— ENTRIES SUPPLIED —
------------

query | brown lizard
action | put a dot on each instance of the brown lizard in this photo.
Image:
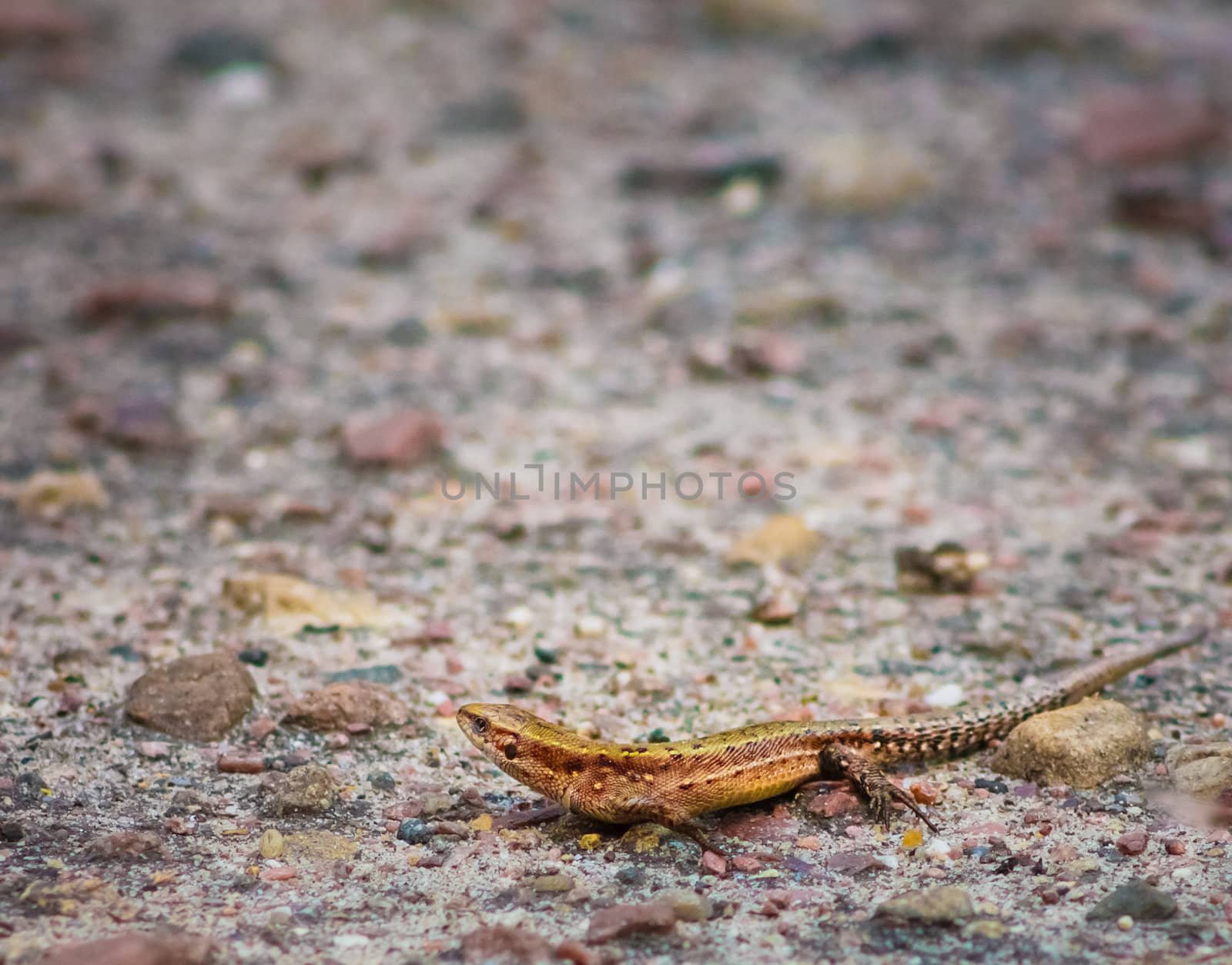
(673, 782)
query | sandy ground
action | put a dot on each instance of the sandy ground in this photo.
(962, 273)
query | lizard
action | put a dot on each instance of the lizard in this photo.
(673, 782)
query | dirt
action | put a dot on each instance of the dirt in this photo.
(608, 359)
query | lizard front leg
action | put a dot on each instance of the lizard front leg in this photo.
(839, 761)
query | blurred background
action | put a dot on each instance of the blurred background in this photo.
(273, 273)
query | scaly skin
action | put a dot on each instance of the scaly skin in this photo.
(673, 782)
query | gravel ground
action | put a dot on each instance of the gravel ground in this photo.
(271, 273)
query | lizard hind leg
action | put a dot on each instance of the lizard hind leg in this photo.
(841, 761)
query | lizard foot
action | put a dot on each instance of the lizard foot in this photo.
(847, 762)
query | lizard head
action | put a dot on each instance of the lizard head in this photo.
(527, 749)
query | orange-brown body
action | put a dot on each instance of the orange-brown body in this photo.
(673, 782)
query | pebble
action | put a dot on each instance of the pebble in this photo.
(1133, 842)
(237, 762)
(271, 843)
(628, 920)
(135, 948)
(308, 789)
(414, 831)
(1200, 770)
(689, 906)
(942, 905)
(502, 943)
(519, 618)
(939, 849)
(714, 864)
(397, 439)
(591, 628)
(1137, 899)
(194, 698)
(336, 705)
(554, 883)
(1082, 746)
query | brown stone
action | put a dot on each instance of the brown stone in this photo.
(125, 844)
(1146, 126)
(628, 920)
(503, 944)
(1133, 842)
(195, 698)
(1200, 770)
(353, 702)
(133, 949)
(307, 790)
(402, 437)
(1081, 746)
(156, 297)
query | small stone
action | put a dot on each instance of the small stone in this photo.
(398, 439)
(926, 792)
(868, 173)
(853, 864)
(591, 628)
(49, 496)
(308, 789)
(318, 847)
(1081, 746)
(552, 884)
(632, 875)
(334, 706)
(1137, 899)
(383, 782)
(942, 905)
(519, 618)
(1200, 770)
(271, 843)
(1133, 842)
(414, 831)
(126, 844)
(156, 299)
(517, 683)
(714, 864)
(503, 946)
(835, 804)
(1146, 126)
(689, 906)
(194, 698)
(237, 762)
(946, 568)
(628, 920)
(153, 749)
(136, 948)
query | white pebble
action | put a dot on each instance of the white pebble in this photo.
(591, 626)
(519, 618)
(939, 848)
(946, 696)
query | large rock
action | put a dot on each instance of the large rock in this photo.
(1201, 770)
(1081, 746)
(194, 698)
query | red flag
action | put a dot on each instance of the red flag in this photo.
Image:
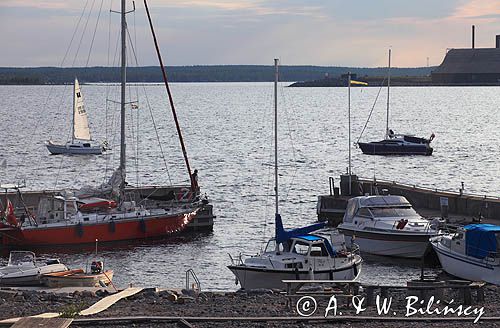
(11, 217)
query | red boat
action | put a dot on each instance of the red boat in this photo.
(86, 216)
(105, 228)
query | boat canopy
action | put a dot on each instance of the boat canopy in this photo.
(314, 238)
(481, 240)
(377, 202)
(382, 201)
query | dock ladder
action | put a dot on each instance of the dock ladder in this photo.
(190, 275)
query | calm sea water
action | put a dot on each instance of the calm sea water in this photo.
(228, 133)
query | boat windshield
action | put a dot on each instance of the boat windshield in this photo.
(19, 258)
(393, 212)
(271, 246)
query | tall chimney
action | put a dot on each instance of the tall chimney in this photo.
(473, 28)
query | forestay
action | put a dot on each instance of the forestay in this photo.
(80, 121)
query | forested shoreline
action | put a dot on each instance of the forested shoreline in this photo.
(213, 73)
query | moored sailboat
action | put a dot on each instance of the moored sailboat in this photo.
(473, 252)
(115, 215)
(294, 254)
(81, 142)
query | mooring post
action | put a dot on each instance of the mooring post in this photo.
(369, 295)
(467, 296)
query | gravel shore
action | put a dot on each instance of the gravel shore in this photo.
(262, 303)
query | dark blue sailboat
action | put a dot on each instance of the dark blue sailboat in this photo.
(396, 144)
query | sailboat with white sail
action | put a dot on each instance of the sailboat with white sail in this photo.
(396, 144)
(81, 142)
(110, 213)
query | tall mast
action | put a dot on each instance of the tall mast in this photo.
(123, 75)
(74, 103)
(276, 76)
(349, 124)
(178, 127)
(388, 89)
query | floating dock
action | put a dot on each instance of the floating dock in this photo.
(427, 201)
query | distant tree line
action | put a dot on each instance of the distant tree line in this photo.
(214, 73)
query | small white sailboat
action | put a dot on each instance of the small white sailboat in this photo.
(472, 253)
(294, 254)
(81, 142)
(387, 225)
(23, 269)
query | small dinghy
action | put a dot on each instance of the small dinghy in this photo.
(471, 253)
(79, 278)
(23, 269)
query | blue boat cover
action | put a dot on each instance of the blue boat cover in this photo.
(283, 235)
(481, 239)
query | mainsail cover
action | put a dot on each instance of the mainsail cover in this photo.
(80, 121)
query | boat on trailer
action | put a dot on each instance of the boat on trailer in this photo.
(472, 252)
(296, 255)
(387, 225)
(24, 269)
(97, 277)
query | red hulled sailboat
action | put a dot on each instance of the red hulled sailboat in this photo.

------------

— TASK OBJECTIVE —
Of the entries above, repeat exactly the lines between the line with "action | put a dot on each instance of the blue" and the line with "query | red hulled sailboat", inclusive, and no others.

— SOLUTION TO THE EXERCISE —
action | put a dot on each instance of the blue boat cover in this photo.
(283, 235)
(481, 239)
query | mainsail cover
action | put a dot on each instance of the mainsail cover in this photo.
(80, 121)
query | boat on trailer
action | put a dot on each instance of the boat on trailer in this photo.
(472, 252)
(296, 255)
(387, 225)
(24, 269)
(97, 277)
query | red hulled sailboat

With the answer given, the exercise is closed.